DATA PROVIDED:
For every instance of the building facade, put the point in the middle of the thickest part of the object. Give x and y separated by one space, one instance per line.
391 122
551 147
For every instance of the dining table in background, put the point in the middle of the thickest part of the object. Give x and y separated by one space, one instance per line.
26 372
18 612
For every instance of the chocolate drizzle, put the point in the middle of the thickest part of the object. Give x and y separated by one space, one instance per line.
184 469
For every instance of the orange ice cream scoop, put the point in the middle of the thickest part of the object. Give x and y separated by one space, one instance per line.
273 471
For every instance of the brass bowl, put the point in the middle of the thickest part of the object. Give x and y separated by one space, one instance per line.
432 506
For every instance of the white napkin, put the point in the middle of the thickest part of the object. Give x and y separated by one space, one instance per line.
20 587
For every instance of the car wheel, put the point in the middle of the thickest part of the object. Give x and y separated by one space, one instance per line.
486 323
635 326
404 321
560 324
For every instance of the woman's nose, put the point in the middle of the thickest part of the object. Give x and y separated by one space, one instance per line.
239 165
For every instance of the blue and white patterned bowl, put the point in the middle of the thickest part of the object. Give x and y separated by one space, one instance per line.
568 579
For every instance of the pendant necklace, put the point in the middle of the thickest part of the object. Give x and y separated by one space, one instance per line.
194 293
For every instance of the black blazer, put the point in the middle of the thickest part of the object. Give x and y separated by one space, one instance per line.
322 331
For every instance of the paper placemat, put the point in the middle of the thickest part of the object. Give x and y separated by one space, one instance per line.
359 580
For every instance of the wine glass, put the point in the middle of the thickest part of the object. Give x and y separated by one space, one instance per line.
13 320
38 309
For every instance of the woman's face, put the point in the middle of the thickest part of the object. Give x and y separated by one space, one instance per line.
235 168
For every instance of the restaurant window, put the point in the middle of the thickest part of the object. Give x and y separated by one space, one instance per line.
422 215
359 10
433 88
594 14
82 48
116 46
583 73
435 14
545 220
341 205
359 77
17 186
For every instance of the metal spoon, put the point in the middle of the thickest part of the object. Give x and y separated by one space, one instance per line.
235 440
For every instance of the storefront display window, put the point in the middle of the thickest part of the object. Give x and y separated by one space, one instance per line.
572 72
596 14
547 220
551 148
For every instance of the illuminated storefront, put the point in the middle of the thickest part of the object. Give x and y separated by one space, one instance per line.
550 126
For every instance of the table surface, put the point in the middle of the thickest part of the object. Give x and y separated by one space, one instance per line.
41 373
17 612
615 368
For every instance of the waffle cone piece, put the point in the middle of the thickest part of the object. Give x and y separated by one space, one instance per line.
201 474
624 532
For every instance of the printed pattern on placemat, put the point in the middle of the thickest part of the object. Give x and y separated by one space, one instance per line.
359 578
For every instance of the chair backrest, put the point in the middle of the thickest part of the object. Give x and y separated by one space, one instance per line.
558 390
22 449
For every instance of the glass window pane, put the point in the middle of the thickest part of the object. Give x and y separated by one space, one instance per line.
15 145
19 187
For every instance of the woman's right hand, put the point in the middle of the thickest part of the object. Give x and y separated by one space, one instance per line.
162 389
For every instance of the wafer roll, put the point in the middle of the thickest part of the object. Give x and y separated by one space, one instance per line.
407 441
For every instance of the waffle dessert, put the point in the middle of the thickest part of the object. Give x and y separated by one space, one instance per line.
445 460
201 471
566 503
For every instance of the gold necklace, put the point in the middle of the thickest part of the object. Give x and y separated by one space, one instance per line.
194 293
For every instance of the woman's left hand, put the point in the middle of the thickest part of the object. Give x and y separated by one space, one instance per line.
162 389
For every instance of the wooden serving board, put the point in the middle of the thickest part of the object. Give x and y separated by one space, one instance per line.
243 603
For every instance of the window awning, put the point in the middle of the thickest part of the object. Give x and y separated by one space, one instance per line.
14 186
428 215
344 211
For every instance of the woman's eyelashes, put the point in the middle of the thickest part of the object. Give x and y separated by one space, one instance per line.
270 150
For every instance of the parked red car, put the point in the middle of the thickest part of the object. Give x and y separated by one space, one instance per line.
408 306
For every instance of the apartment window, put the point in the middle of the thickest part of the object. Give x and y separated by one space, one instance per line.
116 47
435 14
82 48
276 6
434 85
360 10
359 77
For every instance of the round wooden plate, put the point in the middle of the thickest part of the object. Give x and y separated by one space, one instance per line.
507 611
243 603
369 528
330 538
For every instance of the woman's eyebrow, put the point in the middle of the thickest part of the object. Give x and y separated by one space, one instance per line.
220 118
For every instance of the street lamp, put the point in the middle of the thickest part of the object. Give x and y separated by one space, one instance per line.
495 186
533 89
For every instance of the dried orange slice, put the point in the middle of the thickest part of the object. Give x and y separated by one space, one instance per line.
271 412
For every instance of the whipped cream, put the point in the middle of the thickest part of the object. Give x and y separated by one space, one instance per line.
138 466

WRITTEN EXERCISE: Exactly reproduce every record.

SOLUTION TO THIS TASK:
For every instance of the building facade, put the point in the middle of the thickest part of the object. Give x and y separated by one space, one instance per line.
391 122
551 147
For every instance of the dining table in background, put the point in the middle of the thickest part of the object. Give x and y separated by one space, one instance per line.
26 372
18 612
For every instance of the chocolate drizzle, put the point in the middle of the thickest part of the object. Give x and y separated by one space, one instance per line.
184 469
For every instance of the orange ice cream scoop, put the point in the middle of the thickest part of the object. Give x and y separated by one space, one instance per line.
273 471
For every instance of the brass bowl, put the point in the middle of the thickest part of the object. Give x and y separated by one space, one instance per line.
432 506
For every instance of the white napkin, put the point in the middle of the thickest part of the object. Give x and y separated by one space, one instance per line.
20 587
For every instance of the car wheel, put the point in the middle of the thickest part of the object. Give x and y separated by one space, one instance per line.
486 323
635 326
404 321
560 324
For every instance of the woman's nose, put the point in the middle of the thickest part of the object. Give x and y separated by one space, one instance per line.
239 165
For every instance of the blue and white patterned bowl, put the point in the middle of the thickest part of the object. Give x and y separated by one space, one instance per line.
568 579
For every instance of the pendant necklace, put the point in the middle of the thickest part of the object. Give x and y separated by one space, one instance per line.
194 293
For every instance of the black blazer, put the point in the middle of the thickest part of the object. Give x and y separated by one space, one instance per line.
322 331
For every instance of the paper placemat, put the point in the middle of the thickest part of the object. Give x and y separated by one space, one instance per line.
359 580
For every instance of the wine glass, put the point in the middle of the thickest part of the object. Give x and y separated by one space, one instance per line.
13 320
38 309
For every instance of the woman's face, put the point in the middle of the thickest part of the object. Give x and y separated by one space, one instance per line.
235 168
For every instance of the restaurant window, put the point in the middle of the thickest part of the object. Give x and y separated by one space, one instance per line.
422 215
359 10
433 88
594 14
82 48
116 46
583 73
435 14
545 220
341 205
359 77
17 186
For every instance of the metal spoon, put the point in the middle of the thickest part of the object. Give x and y separated by one space, one instance per line.
235 440
For every instance of the storefront display window, put the point in the middle of the thickest part of the object. Give x and y separated by one space, one instance per line.
572 72
596 14
547 220
551 148
For every instance of the illuminated storefront, put the point in the middle of the thickest part of the object. Give x and y separated by one space, one instance per line.
550 126
For every instance of the table surface, put the point in the middle of the thickest part of the object. Give x and y separated by one space, one instance per line.
41 373
17 612
615 368
For every instance of the waffle cone piece, put the point in the middle of the thickest part of the object. Give x and y separated by one space, one instance per line.
201 474
624 532
For every instance of the printed pattern on placemat, put the point in the middle of the thickest part of the object. Give x and y separated by one space, one instance per line.
359 578
For every instance of the chair backrest, put the point in the middle of the thickest part of the object. Give x and y separated by one space, one instance per line.
558 390
22 449
For every instance of the glass window pane, put the point in the middle of the thickest part of the object. Give x and y separated by one space, one instance per line.
15 145
19 187
For every instance of the woman's right hand, put the point in the middle of the thickest part of the object. Give x and y separated by one space, one instance per line.
162 389
For every instance of the wafer roll, put the point in the middle of the thickest part of the object. Give x and y separated by one space, one instance per line.
407 441
For every instance of the waffle dessert, put the point in the middle of the thickest part of the object. Give x and y separated by one space, one instance per line.
445 460
201 471
566 503
For every instance of the gold necklace, put the point in the middle of the thickest part of the object. Give x and y separated by one space, one instance per line.
194 293
For every instance of the woman's left hand, put the point in the middle of the thickest part of the object. Give x and y separated by one space, one instance per line.
162 389
For every instance of the wooden serving board, put the point in the middle of the thickest part of the object. Give x and y separated by one space, one instance per line.
243 603
For every instance of the window awning, put the point in the middle of the thickest part of the object. Give x and y separated by one space, one instance per line.
14 186
428 215
344 211
For every instance of the woman's eyelashes, put the point in the middle of the thickest part of the object. Give x and y separated by one space, one instance per line.
270 150
For every instance of the parked red car, put the point in the middle of the thickest part of the object. Give x and y separated by one space, one instance per line.
408 306
For every instance of the apartment window, put the point in the middle of the thickest part of the object. Give x and y separated by one space, one instance per line.
116 47
435 14
82 48
276 6
434 85
360 10
359 77
For every instance of the round wooden plate, put the point in the middle of the thickest part of the object. Give x and y separated by one space, one instance per line.
507 611
243 603
369 528
330 538
For every instance of the woman's eyebrow, put the point in the middle of the thickest part of the object. Give x and y separated by one space, one instance per line.
220 118
For every instance of the street lamp, put the point in the middle of the thickest part of the object. Give x and y separated by one space, one instance per line.
495 186
533 89
For every instance of the dried orange slice, put the point in the middle of the thickest part of the object. Give x and y separated by one space, one instance per line.
271 412
For every instance of the whipped cream, put the point in the middle of the thickest part of the object. Give x and y separated by one space, one instance per line.
138 466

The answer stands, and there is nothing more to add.